> _Given problem 1_: Copy the court opinion text word for word, between "This case arose" and "him severe injuries.", inclusive.

— Start of Document passage —

2. “A state court has no jurisdiction to enjoin a proceeding or judgment of a federal court. The jurisdictions are separate and independent, and it is essential to the independence and efficiency of each that they be exempt from interference and control one by the other.” Syllabus point 3, Henderson v. Henrie, 61 W.Va. 183, 56 S.E. 369 (1907).


Jeffrey S. Zurbuch, Peter G. Zurbuch, Busch, Zurbuch & Thompson, Elkins, WV, for Petitioner.

Mark F. McKenna, McKenna & Associates, P.C., James A. Villanova, Michael E. Metro, Villanova Law Offices, P.C., Pittsburgh, PA, for Respondents, James R. Ramsey, Sr., and Virginia E. Ramsey.


Peter T. DeMasters, Lindsey M. Saad, Flaherty Sensabaugh Bonasso, P.L.L.C., Morgantown, WV, for Respondents, Willie McNeal; Jack B. Kelley, Inc.; and Amerigas Propane, L.P.

PER CURIAM:

This proceeding was brought under the original jurisdiction of this Court by Tobby

[745 S.E.2d 195]

Lynn Small, the petitioner herein and defendant below, seeking a writ of prohibition to prevent enforcement of an order of the Circuit Court of Monongalia County. The circuit court's order precluded Mr. Small from raising a compulsory counterclaim defense against the respondents herein and plaintiffs below, James R. and Virginia E. Ramsey. Here, Mr. Small argues that the circuit court improperly ordered him not to raise the defense of untimely assertion of a compulsory counterclaim in a federal action; improperly determined that he had waived the compulsory counterclaim defense in the circuit court proceeding; and committed legal error by failing to apply the doctrine of res judicata to the circuit court litigation. After a careful review of the briefs and the record submitted in this case, and listening to the arguments of the parties, we grant the requested writ of prohibition.

I.
FACTUAL AND PROCEDURAL HISTORY

This case arose out of a multi-vehicle accident on Interstate 79 in Lewis County, West Virginia, on February 20, 2009. On that date, Mr. Small lost control of his Jeep SUV on an icy bridge and ended up in the center median of the highway. Mr. Small got out of his vehicle while in the center median. At some point after Mr. Small exited his vehicle, a Nissan SUV, that Mr. Ramsey was driving, was struck by a tractor trailer, that Willie McNeal was operating. 1 The tractor trailer impacted and broke loose a cable guardrail in the center median. The cable guardrail struck Mr. Small and caused him severe injuries.

— End of Document passage —
— Start of Data in this exercise —

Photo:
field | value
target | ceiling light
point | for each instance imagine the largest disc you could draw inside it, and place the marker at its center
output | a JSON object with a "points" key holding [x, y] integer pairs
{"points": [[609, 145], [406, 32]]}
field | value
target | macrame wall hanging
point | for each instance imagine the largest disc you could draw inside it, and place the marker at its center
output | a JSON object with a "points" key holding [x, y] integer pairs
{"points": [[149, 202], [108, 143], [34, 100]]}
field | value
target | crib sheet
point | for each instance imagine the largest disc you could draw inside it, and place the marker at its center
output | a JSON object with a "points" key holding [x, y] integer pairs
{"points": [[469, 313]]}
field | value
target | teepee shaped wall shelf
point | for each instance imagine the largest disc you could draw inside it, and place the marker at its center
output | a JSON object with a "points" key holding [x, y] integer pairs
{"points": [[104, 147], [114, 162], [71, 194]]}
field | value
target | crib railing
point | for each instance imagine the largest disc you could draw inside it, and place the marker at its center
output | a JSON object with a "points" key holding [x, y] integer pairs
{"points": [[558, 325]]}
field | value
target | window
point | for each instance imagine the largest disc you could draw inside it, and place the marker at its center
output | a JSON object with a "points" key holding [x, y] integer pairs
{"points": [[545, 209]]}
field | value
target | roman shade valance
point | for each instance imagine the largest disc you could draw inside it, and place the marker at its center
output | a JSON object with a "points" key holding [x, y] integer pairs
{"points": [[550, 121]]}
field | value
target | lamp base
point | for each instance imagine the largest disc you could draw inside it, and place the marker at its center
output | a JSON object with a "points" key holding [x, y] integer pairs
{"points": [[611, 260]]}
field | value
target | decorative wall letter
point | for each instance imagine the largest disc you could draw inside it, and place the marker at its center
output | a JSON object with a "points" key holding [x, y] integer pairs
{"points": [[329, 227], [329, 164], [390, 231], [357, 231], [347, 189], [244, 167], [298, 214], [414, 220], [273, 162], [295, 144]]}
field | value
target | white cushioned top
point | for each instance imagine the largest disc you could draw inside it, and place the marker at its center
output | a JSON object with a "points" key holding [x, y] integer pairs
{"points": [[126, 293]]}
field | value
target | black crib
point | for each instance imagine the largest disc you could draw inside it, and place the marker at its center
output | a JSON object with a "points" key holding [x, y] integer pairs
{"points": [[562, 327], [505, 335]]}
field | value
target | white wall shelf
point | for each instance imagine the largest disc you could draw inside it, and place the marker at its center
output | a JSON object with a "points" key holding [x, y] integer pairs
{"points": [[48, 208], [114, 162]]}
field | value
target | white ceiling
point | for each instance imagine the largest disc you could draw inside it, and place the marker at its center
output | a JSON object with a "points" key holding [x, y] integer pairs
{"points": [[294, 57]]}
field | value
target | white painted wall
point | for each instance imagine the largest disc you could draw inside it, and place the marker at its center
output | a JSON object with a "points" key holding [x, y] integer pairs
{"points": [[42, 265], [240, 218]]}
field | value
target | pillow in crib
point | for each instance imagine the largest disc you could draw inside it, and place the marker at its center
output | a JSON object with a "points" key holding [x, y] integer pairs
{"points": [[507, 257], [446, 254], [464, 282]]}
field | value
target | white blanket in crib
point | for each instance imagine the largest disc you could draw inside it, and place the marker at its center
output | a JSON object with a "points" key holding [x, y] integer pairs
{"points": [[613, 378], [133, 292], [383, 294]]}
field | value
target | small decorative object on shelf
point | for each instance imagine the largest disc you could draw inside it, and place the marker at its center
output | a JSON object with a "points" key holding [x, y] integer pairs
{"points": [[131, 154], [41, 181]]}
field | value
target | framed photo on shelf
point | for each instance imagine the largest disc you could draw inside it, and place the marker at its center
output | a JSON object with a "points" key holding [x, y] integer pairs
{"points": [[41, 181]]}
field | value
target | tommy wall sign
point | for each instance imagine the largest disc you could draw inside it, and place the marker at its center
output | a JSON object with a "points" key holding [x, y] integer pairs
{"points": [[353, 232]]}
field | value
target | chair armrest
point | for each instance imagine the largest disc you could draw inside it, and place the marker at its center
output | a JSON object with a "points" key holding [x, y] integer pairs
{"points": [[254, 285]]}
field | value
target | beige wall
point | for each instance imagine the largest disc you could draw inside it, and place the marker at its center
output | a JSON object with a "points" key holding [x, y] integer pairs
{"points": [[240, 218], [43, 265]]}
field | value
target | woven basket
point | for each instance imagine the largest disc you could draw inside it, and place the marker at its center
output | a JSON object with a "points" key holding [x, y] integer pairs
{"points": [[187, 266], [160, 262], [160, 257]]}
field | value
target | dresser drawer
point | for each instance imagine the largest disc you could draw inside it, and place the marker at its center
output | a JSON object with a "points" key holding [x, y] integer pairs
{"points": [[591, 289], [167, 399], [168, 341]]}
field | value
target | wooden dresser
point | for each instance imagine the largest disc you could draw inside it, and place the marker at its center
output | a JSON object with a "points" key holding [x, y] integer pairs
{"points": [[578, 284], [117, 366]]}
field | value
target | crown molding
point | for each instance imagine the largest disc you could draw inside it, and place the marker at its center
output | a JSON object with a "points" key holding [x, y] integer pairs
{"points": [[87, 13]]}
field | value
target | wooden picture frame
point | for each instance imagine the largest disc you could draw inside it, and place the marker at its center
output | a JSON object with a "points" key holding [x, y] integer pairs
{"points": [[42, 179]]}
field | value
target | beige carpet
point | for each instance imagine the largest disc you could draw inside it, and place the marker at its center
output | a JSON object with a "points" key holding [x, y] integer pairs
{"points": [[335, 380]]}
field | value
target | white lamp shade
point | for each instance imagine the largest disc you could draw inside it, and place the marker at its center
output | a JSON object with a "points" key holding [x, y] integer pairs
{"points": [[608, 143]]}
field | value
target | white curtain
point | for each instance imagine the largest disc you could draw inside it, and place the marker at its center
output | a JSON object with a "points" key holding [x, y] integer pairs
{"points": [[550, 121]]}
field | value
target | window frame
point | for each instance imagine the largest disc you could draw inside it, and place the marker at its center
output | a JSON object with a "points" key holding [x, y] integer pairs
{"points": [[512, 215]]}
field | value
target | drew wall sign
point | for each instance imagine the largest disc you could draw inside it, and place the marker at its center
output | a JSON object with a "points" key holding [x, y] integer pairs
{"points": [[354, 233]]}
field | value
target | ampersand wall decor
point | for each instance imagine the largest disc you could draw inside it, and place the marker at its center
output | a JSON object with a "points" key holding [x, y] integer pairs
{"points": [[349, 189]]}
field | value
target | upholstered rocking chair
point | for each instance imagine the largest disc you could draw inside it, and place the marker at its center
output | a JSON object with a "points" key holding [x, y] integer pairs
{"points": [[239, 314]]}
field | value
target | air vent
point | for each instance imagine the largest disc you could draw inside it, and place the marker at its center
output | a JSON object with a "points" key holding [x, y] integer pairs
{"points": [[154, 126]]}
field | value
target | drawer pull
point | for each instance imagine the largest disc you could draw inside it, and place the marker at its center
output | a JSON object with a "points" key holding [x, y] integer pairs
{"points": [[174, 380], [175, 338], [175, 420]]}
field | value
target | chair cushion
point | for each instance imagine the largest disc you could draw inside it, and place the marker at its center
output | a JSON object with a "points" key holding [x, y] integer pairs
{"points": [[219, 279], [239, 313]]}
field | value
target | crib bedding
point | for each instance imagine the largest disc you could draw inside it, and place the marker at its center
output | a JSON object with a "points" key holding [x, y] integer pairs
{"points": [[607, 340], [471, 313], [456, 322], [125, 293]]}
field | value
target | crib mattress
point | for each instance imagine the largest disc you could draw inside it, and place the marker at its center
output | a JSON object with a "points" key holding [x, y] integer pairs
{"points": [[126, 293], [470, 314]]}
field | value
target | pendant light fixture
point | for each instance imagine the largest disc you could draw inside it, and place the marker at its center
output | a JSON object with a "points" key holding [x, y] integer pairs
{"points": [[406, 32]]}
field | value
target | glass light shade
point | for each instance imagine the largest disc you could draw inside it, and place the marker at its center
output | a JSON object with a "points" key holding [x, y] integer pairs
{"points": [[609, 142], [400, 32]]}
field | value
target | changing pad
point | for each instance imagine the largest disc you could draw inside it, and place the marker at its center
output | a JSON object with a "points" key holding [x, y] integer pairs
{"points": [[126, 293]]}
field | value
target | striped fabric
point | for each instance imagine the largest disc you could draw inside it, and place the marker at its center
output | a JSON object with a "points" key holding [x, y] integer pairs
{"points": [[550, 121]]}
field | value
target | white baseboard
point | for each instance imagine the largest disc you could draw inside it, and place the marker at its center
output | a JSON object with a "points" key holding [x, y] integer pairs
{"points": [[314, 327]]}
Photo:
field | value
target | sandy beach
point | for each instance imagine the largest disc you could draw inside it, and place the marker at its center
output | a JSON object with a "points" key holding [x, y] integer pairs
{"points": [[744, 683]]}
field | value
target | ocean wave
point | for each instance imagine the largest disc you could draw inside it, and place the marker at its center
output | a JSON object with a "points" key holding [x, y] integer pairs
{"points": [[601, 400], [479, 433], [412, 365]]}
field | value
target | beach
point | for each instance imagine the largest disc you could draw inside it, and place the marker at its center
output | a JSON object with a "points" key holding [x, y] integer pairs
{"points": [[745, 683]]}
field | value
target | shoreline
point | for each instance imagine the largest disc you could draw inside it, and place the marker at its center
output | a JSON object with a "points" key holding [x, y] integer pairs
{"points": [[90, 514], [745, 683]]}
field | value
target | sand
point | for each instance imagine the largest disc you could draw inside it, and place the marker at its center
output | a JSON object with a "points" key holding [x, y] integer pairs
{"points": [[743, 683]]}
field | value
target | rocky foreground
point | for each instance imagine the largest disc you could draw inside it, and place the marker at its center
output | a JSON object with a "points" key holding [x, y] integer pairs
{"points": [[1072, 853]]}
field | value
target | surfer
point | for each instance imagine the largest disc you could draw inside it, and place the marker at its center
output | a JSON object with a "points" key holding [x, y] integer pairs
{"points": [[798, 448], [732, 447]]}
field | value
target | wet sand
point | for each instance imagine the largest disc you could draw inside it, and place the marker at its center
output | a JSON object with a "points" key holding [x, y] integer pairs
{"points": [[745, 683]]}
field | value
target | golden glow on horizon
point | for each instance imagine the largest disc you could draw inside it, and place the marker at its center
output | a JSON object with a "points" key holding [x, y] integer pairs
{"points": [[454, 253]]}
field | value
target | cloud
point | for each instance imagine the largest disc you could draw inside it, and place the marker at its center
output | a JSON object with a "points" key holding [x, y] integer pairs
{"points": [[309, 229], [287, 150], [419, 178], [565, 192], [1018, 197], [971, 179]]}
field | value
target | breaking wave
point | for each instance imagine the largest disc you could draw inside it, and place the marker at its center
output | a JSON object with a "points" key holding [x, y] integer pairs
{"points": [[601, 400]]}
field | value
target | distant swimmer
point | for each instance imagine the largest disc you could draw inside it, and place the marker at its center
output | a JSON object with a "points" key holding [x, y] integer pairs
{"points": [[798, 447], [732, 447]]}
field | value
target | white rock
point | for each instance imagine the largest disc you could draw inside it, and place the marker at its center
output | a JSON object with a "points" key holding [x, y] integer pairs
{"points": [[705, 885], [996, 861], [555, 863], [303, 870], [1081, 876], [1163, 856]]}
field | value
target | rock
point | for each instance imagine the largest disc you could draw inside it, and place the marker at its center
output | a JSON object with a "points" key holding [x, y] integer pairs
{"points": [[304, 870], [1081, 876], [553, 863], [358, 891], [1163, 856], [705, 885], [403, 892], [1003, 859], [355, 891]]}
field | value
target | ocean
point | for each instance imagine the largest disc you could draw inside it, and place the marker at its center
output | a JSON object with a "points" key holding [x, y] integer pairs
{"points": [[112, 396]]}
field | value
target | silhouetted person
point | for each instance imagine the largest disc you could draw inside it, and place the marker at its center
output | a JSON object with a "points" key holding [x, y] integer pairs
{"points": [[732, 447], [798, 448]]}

— End of Data in this exercise —

> _Given problem 2_: How many lines of the entries contain the string "white"? Case counts, so give only the number.

> _Expected answer 1_:
This case arose out of a multi-vehicle accident on Interstate 79 in Lewis County, West Virginia, on February 20, 2009. On that date, Mr. Small lost control of his Jeep SUV on an icy bridge and ended up in the center median of the highway. Mr. Small got out of his vehicle while in the center median. At some point after Mr. Small exited his vehicle, a Nissan SUV, that Mr. Ramsey was driving, was struck by a tractor trailer, that Willie McNeal was operating. 1 The tractor trailer impacted and broke loose a cable guardrail in the center median. The cable guardrail struck Mr. Small and caused him severe injuries.

> _Expected answer 2_: 9